[Region pointing data]
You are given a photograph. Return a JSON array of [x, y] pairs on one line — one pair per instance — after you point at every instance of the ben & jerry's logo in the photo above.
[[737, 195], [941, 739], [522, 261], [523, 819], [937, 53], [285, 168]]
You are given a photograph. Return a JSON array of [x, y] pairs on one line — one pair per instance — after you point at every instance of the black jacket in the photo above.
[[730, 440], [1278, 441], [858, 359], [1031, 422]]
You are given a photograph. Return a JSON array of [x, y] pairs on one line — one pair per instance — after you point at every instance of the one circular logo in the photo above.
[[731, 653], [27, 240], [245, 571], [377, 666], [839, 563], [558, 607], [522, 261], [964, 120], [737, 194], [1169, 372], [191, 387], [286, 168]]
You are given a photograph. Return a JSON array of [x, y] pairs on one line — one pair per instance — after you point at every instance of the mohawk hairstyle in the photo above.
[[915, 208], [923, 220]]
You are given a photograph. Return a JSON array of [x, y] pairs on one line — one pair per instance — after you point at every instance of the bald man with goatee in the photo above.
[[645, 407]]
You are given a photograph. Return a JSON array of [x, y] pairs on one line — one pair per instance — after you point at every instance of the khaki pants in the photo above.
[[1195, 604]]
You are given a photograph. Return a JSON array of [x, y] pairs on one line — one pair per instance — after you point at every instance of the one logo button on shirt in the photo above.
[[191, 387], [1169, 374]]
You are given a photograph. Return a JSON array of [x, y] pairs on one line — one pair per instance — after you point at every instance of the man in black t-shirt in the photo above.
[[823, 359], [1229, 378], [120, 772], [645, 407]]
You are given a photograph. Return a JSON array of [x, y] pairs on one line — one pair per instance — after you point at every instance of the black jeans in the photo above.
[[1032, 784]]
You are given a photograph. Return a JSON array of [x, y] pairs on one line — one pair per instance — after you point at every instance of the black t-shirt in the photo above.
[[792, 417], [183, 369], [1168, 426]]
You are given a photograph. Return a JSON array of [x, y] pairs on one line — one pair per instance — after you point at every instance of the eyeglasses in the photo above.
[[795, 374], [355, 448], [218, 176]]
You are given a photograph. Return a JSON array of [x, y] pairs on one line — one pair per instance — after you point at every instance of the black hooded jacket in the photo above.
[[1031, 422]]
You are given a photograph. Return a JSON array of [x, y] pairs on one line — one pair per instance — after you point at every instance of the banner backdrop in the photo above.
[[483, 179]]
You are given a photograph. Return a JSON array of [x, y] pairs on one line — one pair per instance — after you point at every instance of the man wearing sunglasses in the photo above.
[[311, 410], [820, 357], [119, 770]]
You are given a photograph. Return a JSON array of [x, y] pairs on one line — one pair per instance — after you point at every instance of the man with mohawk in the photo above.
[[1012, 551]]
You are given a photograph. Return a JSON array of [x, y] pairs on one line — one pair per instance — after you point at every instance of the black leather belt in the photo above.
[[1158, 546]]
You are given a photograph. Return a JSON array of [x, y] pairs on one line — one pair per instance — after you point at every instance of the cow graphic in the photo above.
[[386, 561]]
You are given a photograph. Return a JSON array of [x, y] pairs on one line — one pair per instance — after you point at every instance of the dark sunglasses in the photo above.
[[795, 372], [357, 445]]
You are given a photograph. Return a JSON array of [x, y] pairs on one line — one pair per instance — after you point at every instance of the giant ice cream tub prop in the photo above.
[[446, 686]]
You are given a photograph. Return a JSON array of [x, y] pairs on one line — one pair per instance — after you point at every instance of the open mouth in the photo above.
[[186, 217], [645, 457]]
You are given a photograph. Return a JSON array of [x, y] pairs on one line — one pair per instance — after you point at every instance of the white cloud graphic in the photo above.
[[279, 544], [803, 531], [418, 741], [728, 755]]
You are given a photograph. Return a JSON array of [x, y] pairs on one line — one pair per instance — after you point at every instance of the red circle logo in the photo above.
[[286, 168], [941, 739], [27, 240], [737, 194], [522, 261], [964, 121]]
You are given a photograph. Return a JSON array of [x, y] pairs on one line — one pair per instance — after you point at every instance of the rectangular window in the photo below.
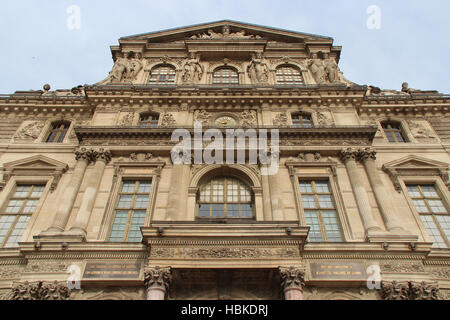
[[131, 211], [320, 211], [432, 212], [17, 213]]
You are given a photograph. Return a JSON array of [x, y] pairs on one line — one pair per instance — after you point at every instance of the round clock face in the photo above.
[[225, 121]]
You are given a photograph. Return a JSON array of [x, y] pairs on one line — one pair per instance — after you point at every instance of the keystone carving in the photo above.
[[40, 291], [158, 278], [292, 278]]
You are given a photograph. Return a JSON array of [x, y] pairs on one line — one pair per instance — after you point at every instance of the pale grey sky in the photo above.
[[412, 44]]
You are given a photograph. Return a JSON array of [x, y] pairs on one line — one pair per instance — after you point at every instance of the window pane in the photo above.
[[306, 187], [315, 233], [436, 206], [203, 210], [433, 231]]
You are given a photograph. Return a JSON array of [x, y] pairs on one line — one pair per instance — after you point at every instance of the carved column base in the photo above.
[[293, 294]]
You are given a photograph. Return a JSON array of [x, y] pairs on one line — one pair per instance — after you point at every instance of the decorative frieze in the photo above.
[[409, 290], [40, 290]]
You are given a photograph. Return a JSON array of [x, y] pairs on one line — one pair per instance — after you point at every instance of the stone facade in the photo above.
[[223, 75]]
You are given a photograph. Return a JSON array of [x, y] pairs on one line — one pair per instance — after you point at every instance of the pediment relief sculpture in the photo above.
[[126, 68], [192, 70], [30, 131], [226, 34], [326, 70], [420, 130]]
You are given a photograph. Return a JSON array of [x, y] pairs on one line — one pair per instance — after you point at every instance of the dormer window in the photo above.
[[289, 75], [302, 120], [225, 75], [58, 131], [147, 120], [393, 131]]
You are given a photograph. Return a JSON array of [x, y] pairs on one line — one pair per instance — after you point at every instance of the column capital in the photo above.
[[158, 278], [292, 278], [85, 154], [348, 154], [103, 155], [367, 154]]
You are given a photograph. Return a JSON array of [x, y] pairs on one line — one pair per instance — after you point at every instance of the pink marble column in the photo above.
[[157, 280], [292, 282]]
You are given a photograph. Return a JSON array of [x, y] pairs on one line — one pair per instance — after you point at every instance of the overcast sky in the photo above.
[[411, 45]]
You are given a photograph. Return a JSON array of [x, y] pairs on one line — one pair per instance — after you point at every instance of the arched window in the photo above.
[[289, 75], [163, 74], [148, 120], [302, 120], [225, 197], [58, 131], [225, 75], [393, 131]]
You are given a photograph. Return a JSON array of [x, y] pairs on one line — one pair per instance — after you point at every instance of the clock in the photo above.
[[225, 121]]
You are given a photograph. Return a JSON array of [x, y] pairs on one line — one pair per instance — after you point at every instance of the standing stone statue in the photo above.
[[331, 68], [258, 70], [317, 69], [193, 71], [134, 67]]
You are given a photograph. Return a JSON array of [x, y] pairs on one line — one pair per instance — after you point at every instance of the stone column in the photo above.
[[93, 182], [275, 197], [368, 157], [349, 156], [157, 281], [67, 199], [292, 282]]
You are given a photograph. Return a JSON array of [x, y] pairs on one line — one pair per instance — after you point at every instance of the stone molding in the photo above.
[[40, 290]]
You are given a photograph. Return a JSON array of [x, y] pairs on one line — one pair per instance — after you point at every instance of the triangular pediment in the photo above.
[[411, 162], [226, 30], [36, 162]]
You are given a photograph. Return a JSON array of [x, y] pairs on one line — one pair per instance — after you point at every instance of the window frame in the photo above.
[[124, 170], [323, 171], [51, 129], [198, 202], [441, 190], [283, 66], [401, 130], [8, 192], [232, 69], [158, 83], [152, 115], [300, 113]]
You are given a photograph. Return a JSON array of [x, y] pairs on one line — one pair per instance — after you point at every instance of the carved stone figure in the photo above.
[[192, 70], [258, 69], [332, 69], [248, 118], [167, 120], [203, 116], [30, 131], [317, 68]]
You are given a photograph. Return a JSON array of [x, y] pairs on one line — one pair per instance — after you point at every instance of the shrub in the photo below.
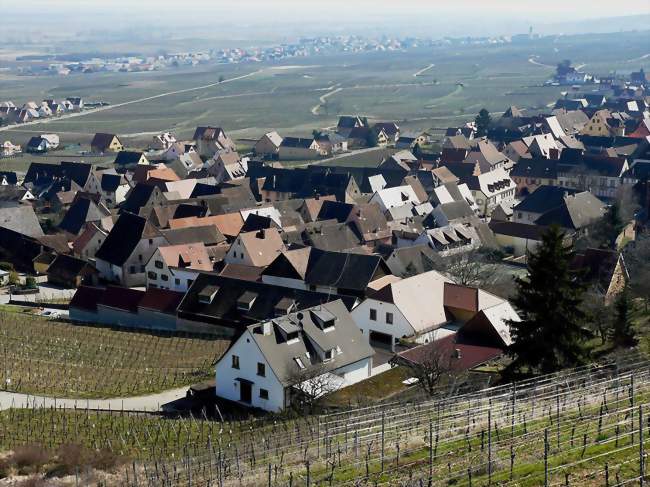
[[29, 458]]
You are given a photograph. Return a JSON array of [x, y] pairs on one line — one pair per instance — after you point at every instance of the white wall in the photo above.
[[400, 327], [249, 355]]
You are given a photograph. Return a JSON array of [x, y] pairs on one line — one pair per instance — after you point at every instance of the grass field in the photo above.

### [What is being asked]
Return exactly, with no pictures, each line from the one that contains "stone column in the photo above." through the end of the entries above, both ends included.

### [Task output]
You are given a photograph. Return a JSON array of [x, y] pairs on one line — one pair per instance — after you point at every instance of the stone column in the photo above.
[[93, 182], [275, 197], [368, 157], [349, 156], [157, 281], [67, 199], [292, 282]]
You are given a photograph. Return a JSON array of [x, y] pairs on one line — one pair per instance — after you point at every instance of the stone molding in the photo above.
[[40, 290]]
You are given a photograph. Return a JSON array of [x, y] pairs on one line — one pair per instance — after you point at every instance of the triangular pediment in the photo above.
[[411, 162], [226, 30], [36, 162]]
You are given a photograph. Return a JSON array of [x, y] pairs on one line — one pair per instance — after you point at every instance of the window frame in the photo above.
[[124, 170], [323, 171], [51, 129], [198, 202], [441, 190], [283, 66], [401, 130], [8, 192], [232, 69], [158, 83], [152, 115], [300, 113]]
You are given a photograph. Return a JSON array of [x, y] pairs on one line — one pair per instance — after you point at every instance of the carved stone figure in the photo above.
[[192, 70], [258, 69], [332, 69], [248, 118], [167, 120], [203, 116], [30, 131], [317, 68]]
You are given a photograph. Return a JSON array of [x, y] pairs on one line — one pair per instance — after you point at every instance of the shrub in the photo below.
[[29, 458]]
You are given a photograph. Return a JSON array of [x, y] pairs on one line — one pair per instance — after you point at every instance of the white wall in the photo above.
[[400, 327], [249, 355]]
You are given a photograph. Return a JSON array of [x, y] pairs on one line — one pair per instance — after you point at every instance of the grass field in the photo above.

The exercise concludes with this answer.